* Your task:
Copy out the final stretch of the listing: the line that contains "Reviewer note: check that each instance of the white window" and all lines after it, exactly as they appear.

* Data excerpts:

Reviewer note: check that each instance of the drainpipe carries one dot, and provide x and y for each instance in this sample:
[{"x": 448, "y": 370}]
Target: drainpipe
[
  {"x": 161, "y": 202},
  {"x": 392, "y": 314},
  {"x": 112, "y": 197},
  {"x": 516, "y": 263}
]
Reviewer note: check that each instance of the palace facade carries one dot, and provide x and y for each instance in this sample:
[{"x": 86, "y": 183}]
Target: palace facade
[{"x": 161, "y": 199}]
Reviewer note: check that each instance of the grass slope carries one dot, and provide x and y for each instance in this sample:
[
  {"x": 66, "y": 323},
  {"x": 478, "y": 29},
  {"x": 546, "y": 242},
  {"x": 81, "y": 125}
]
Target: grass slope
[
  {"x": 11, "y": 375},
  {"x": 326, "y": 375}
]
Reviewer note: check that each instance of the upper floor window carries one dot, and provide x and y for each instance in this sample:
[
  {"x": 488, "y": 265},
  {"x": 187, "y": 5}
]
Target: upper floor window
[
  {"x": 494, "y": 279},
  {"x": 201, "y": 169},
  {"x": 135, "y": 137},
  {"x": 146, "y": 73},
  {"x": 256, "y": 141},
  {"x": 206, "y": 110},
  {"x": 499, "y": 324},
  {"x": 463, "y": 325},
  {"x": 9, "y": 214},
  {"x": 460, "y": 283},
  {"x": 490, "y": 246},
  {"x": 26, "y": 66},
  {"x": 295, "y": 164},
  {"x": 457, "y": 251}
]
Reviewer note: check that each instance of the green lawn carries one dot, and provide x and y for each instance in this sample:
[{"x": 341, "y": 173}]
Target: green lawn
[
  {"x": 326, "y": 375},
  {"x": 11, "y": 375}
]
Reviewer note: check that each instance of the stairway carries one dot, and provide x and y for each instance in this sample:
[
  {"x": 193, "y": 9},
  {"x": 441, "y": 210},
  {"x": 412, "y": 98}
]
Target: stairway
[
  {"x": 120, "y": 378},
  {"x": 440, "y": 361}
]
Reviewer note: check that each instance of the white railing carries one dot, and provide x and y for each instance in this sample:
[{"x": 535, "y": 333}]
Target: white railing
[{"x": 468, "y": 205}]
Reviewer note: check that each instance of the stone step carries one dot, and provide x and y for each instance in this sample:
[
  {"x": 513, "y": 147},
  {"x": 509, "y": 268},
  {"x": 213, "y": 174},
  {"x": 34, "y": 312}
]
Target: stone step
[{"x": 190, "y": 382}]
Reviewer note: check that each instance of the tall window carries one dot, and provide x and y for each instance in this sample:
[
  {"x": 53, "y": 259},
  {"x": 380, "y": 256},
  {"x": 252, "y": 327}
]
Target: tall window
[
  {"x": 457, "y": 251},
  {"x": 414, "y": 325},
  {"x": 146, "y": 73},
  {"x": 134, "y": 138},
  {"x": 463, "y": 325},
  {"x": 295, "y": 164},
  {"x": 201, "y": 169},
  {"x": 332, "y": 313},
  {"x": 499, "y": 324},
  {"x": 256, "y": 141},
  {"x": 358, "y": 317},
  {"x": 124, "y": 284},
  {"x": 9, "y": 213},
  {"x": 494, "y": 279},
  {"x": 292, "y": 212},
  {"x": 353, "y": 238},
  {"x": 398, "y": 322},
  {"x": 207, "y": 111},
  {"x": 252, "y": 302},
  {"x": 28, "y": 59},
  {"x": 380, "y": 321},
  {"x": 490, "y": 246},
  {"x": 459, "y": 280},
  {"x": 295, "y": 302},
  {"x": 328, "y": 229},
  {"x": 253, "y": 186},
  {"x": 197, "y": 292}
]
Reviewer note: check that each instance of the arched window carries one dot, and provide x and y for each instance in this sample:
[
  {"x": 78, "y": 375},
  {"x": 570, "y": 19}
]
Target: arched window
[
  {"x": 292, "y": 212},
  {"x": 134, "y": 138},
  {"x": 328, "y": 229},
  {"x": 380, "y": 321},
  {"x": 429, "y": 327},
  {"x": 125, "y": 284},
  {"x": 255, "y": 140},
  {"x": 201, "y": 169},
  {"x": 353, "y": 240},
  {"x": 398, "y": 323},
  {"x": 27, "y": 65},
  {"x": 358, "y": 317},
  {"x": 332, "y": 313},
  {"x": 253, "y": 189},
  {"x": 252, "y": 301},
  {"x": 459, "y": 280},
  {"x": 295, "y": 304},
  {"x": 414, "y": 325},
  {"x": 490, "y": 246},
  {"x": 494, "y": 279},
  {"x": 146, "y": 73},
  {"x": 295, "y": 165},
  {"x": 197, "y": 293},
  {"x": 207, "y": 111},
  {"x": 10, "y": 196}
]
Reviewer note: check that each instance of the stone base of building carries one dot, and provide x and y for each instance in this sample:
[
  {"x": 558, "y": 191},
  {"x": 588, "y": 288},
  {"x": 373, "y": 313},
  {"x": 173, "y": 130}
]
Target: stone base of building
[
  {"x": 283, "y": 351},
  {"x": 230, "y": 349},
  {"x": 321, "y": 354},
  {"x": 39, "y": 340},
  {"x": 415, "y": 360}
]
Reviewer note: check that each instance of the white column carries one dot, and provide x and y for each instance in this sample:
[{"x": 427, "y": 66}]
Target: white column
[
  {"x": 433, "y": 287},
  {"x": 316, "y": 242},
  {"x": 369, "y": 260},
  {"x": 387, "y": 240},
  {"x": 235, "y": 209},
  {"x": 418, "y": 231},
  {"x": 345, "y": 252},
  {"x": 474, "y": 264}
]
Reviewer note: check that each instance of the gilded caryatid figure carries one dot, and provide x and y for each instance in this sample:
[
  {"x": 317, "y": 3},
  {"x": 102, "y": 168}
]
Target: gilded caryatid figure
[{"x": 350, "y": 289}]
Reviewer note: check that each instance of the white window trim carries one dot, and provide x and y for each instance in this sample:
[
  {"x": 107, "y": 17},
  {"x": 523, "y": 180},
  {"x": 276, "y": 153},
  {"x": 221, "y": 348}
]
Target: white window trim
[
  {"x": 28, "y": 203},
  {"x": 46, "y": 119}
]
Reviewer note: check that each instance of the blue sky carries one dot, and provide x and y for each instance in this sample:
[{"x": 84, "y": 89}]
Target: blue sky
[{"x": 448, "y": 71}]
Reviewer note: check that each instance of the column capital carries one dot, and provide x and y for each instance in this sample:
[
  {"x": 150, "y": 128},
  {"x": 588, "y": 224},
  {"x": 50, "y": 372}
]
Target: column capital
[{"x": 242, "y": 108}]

* Answer for this exercise:
Reviewer note: check that each instance of the white window trim carries one dot, and provide x and y for each instance in this sample:
[
  {"x": 107, "y": 17},
  {"x": 523, "y": 180},
  {"x": 276, "y": 153},
  {"x": 221, "y": 348}
]
Target: white window trim
[
  {"x": 28, "y": 203},
  {"x": 46, "y": 119}
]
Reviewer note: check that each instance of the blue sky carries one dot, and provide x and y for each instance in this sample:
[{"x": 84, "y": 89}]
Target: blue sky
[{"x": 448, "y": 71}]
Reviewer note: check that each instance of the column capital carries one dot, and provide x and y for each instance in this sample:
[
  {"x": 150, "y": 128},
  {"x": 588, "y": 224},
  {"x": 50, "y": 372}
]
Target: column capital
[{"x": 242, "y": 108}]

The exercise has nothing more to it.